__The problem__
Nothing but the lines from the line with "tag the silhouetted rock formation" through the end of the data is to be copied, and each is to be copied exactly.

__Location identification entries__
↓

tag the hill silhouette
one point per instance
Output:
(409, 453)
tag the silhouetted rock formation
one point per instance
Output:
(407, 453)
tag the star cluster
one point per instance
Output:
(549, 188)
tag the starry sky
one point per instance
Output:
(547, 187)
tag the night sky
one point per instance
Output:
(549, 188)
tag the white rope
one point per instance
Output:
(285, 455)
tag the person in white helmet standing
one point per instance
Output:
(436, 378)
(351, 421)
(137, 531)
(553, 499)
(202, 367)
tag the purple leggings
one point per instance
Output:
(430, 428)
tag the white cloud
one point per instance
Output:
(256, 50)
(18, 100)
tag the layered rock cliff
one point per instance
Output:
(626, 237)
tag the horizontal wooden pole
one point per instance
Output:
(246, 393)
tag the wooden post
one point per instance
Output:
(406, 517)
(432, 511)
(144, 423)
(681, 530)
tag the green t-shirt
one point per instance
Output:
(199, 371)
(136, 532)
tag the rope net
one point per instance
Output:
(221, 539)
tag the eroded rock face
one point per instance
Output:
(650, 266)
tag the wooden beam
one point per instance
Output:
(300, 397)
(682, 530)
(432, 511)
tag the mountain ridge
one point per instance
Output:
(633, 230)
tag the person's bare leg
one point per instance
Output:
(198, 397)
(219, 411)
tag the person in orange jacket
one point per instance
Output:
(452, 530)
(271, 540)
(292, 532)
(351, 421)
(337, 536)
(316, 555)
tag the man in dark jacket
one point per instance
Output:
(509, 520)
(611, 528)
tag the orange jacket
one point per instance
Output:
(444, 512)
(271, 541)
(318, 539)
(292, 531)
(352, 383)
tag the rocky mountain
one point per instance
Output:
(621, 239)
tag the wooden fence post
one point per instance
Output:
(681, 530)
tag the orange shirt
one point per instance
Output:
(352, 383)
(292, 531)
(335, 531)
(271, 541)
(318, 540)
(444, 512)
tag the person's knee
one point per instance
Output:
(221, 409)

↑

__Completed exercise__
tag the silhouetted rock formation
one point per instance
Output:
(407, 453)
tag the star cluster
one point per instance
Output:
(549, 188)
tag the starry sky
one point per instance
Output:
(547, 187)
tag the night sky
one point per instance
Output:
(549, 188)
tag the white rope
one point per instance
Output:
(285, 455)
tag the person in white helmet standing
one point per instance
Output:
(436, 378)
(351, 421)
(137, 531)
(553, 499)
(202, 367)
tag the purple leggings
one point per instance
Output:
(430, 428)
tag the white cloud
one point per instance
Output:
(256, 50)
(18, 100)
tag the layered rock cliff
one point per instance
Output:
(626, 237)
tag the horizontal wooden pole
one point per instance
Output:
(246, 393)
tag the wooden post
one point per instance
Output:
(406, 517)
(432, 511)
(144, 423)
(681, 530)
tag the green t-shirt
one point per instance
Output:
(199, 371)
(136, 532)
tag the rope net
one point per instance
Output:
(221, 539)
tag the eroded rock face
one point per instance
Output:
(650, 266)
tag the wooden beam
one point per instance
Output:
(300, 397)
(682, 530)
(432, 511)
tag the mountain ridge
one point per instance
Output:
(633, 230)
tag the person's bare leg
one point per instance
Output:
(198, 397)
(219, 411)
tag the person in orange jacket
one point per instance
Output:
(452, 530)
(271, 540)
(292, 532)
(351, 421)
(337, 536)
(316, 555)
tag the man in dark jacket
one point per instance
Output:
(509, 520)
(611, 528)
tag the orange jacket
one point per instance
Output:
(444, 512)
(271, 541)
(318, 539)
(292, 531)
(352, 383)
tag the rocky mountain
one point per instance
Output:
(621, 239)
tag the wooden fence post
one point per instance
Output:
(681, 530)
tag the orange shirt
one point per instance
Output:
(352, 383)
(292, 531)
(335, 531)
(271, 541)
(318, 540)
(444, 512)
tag the person's knee
one point per instance
Output:
(221, 409)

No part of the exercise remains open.